# PROBLEM REQUIREMENTS
From the entries below, return exactly the lines beginning at the one that contains "Where can you see the night" and ending at the one that contains "Where can you see the sky", both of them included, and only those lines.

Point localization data
- - - - -

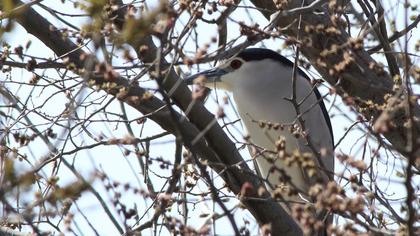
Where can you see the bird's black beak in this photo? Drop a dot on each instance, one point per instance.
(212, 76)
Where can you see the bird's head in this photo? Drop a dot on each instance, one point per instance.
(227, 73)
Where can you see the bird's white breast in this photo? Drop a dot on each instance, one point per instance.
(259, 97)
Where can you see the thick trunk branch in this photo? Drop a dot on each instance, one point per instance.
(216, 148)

- - - - -

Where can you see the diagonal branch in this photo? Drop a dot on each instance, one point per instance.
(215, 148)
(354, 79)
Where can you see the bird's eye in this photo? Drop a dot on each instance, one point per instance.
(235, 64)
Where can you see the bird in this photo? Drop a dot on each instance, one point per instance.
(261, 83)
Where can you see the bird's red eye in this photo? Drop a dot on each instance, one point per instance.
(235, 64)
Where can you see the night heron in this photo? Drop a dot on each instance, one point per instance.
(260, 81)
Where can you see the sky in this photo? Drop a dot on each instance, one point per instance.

- - - - -

# THE COMPLETED TASK
Where can you see the night heron in this photo? Drop a dot on each instance, one point per instance.
(260, 81)
Where can you see the sky in this photo? Drop a dot on each instance, one point per instance.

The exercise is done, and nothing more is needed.